WHAT IS NEEDED - Look through the material below and show every line with the word "statue".

-- Opening Marker --

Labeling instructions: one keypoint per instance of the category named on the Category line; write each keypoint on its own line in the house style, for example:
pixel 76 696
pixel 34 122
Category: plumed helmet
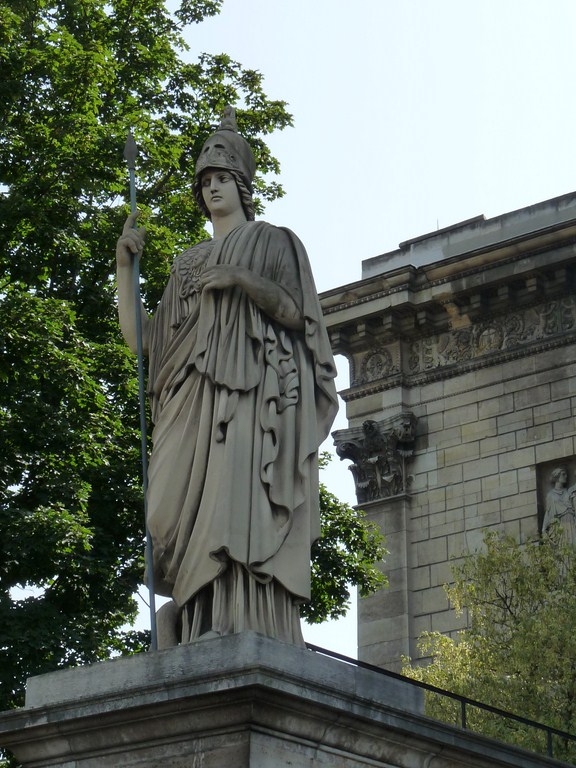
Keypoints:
pixel 227 149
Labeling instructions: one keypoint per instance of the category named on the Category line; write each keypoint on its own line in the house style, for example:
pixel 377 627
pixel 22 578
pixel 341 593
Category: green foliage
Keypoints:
pixel 348 553
pixel 518 652
pixel 75 76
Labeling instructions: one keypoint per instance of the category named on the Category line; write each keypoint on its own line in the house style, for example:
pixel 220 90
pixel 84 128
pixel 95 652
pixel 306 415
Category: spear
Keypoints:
pixel 130 154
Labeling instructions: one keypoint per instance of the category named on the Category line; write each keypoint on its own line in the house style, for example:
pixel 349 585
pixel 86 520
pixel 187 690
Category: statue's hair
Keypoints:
pixel 245 196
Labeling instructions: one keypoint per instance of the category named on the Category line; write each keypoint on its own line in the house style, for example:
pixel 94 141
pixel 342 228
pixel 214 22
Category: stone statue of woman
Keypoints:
pixel 560 505
pixel 242 394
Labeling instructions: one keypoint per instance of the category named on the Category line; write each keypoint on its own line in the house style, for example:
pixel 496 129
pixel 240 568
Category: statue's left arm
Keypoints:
pixel 269 296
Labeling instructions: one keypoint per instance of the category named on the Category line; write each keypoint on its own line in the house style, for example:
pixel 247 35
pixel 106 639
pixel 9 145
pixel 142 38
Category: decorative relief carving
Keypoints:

-- Closing Marker --

FINISHED TASK -
Category: statue's hair
Category: stone statue of woman
Category: statue's left arm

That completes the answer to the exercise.